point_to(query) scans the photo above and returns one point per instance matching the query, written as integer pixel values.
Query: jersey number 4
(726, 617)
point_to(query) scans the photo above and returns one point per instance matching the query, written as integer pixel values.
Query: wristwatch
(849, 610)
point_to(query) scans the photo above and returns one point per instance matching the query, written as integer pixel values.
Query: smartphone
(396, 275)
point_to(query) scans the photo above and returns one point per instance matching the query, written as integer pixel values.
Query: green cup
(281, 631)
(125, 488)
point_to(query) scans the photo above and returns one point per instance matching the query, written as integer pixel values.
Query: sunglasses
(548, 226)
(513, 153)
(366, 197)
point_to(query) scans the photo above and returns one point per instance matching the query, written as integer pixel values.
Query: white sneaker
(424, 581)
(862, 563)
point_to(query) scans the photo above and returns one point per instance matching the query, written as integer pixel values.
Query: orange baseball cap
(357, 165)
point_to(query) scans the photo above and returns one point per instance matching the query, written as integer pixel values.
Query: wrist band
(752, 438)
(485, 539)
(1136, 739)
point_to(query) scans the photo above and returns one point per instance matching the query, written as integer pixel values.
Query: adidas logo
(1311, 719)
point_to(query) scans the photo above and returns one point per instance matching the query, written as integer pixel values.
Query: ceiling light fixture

_Task requirements_. Please give a word-for-word repetition of the lines from the one containing "Query: white sneaker" through the last line of the data above, including both, and nothing besides.

_Written solution_.
Query: white sneaker
(424, 581)
(862, 563)
point_to(query) scans the photo above and returns one point per instance matching the query, written as integer pixel values.
Query: orange baseball cap
(357, 165)
point_to(query) scans the photo above and returns one point per instance matching the query, written as integer pixel values.
Query: wrist band
(752, 438)
(485, 539)
(1136, 739)
point_to(query) scans the photo above and returns one point per instance matching the query, written as integer pixel values.
Query: adidas logo
(1311, 719)
point_to(query) scans the photo above and returns one point per instance matching the query, written as integer pixel values.
Query: ceiling light fixture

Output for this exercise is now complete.